---- SUPPLIED MATERIAL

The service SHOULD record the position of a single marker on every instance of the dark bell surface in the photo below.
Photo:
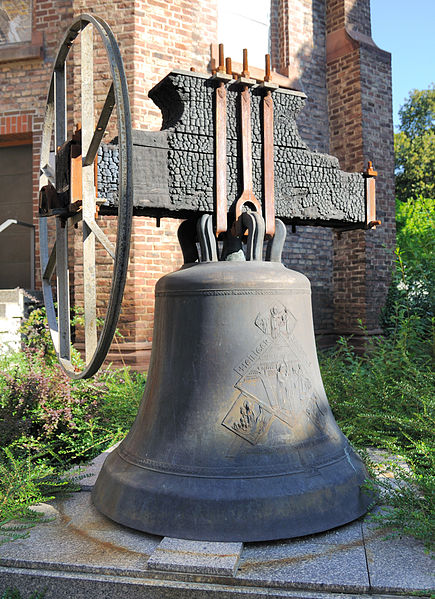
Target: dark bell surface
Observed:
(235, 427)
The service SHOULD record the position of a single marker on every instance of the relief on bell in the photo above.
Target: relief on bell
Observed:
(275, 383)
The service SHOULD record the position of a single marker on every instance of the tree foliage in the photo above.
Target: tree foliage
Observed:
(414, 146)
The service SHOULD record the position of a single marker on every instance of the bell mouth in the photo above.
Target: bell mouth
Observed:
(234, 439)
(221, 509)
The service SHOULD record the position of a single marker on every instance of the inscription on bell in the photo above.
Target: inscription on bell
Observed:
(248, 418)
(278, 321)
(274, 383)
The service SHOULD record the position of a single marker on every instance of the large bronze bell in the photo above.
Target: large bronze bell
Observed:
(234, 439)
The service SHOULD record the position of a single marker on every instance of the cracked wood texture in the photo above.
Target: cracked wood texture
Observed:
(174, 168)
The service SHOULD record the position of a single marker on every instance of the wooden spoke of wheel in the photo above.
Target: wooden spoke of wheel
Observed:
(96, 347)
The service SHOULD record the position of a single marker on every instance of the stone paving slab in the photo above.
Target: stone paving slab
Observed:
(197, 557)
(81, 553)
(338, 566)
(397, 564)
(80, 539)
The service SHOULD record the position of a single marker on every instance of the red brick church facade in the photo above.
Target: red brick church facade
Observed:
(322, 46)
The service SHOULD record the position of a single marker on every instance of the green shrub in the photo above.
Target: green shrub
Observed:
(386, 399)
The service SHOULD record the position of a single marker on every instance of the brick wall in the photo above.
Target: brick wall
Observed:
(348, 114)
(360, 122)
(299, 47)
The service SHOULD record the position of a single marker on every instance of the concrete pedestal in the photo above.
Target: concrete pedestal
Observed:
(80, 553)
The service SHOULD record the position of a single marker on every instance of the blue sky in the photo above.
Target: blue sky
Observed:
(407, 30)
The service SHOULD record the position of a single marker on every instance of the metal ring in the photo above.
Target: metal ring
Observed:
(59, 328)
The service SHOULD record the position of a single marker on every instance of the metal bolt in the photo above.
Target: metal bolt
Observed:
(245, 72)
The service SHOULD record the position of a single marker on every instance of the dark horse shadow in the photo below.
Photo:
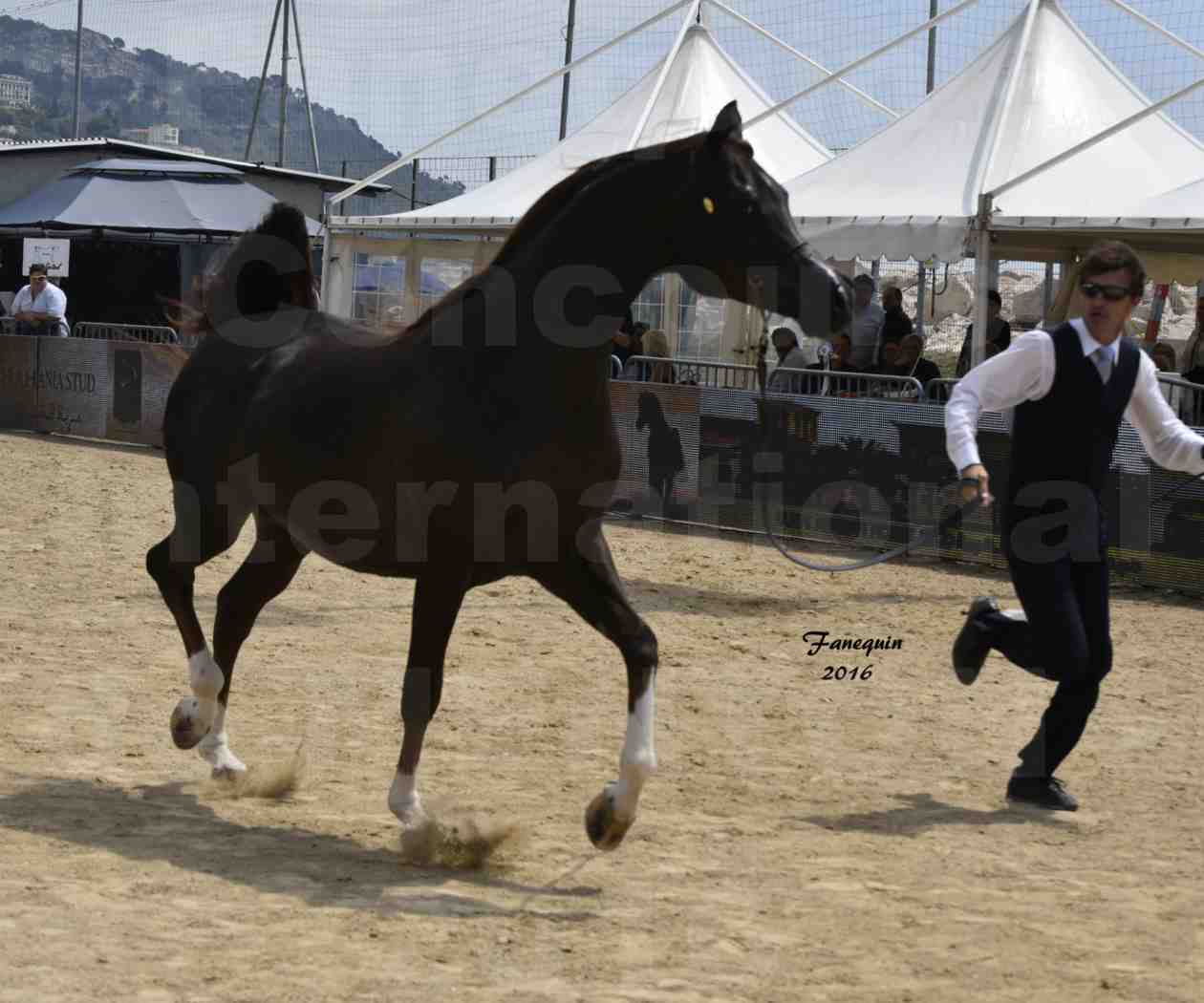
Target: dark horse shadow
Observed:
(665, 457)
(922, 812)
(167, 823)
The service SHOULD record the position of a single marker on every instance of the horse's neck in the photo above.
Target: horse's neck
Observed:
(612, 231)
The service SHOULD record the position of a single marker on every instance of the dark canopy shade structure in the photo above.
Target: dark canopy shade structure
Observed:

--------

### TASK TO CARRY OUT
Write out all of the entries above word for word, leaving the pictures out.

### RESULT FOR THIS TASK
The service SHOULD record the position of a single marker on every instance of the dark bell surface in the photo below.
Photo:
Target: dark bell surface
Observed:
(235, 427)
The service SHOULD record the position of a single marker on every instance of the relief on bell in the photo above.
Target: relief on bell
Observed:
(275, 383)
The service SHOULD record the position of a single marker on every instance of the tree foliage in the photo above.
Target: tree foliage
Observed:
(414, 146)
The service SHOULD record the position of a single marker on every instance of the bell mouth in the photo above.
Target: bell mouth
Observed:
(234, 439)
(221, 509)
The service SHOULD record the position of a single marker on every instance of the inscription on bell in the photo above.
Target: inscription on bell
Observed:
(248, 418)
(278, 321)
(274, 383)
The service SHOULD record the position of a single marker on every instance of the large bronze bell in the photo above.
Target: large bronze bell
Observed:
(234, 439)
The service SHOULD record the position of a single marker on every instance of the cracked wood texture in the photo above.
Target: cracked wood texture
Observed:
(174, 168)
The service SHOULD record the position of a single marker on every instance of the wooden spoke of wheel in the photo above.
Target: wooden spoke of wheel
Observed:
(96, 347)
The service SHOULD record the position of a single marker on every instance of the stone paving slab in the photo above.
Target: stone paving slab
Observed:
(197, 557)
(81, 553)
(338, 566)
(397, 564)
(80, 539)
The service SHOULD record the position of a single marker on every instance of the red brick church facade in the photo above.
Target: red brick church facade
Observed:
(322, 46)
The service SHOULD record the position of a single marker on every instance of the green shrub in the photo above.
Target: green shrub
Observed:
(386, 399)
The service SHOULD record the position of a single marker on every instance of the brick wall in the photo above.
Target: brick wall
Observed:
(348, 114)
(360, 122)
(299, 47)
The service SHOULD record the position of a single marker on every instance of the concrete pedestal in the photo above.
Target: concrete pedestal
Observed:
(80, 553)
The service SHOULD record the position of a single marker on every instance of the blue sky in the photo above.
Target: blue sky
Observed:
(407, 30)
The service SHOULD record the position of a single marker on every instance of the metal ring in the photo above.
Target: metal ring
Observed:
(59, 328)
The service SHOULD record the position of a single marker on every instance of the metal bolt in the photo above.
Target: metal bolt
Observed:
(245, 72)
The service SHOULD record the position of a single marker on every instance of the dark horse shadow in the photo below.
Photo:
Target: dark horse shadow
Observed:
(665, 457)
(922, 812)
(167, 823)
The service SHOULD record the position of a single marker on every instance of the horse's neck in the photo above.
Target: horse's neck
Observed:
(612, 231)
The service SHOULD record the position of a single marker on every instance of the dark canopy shade structure in the photo above.
Target: dark canopy shade structure
Observed:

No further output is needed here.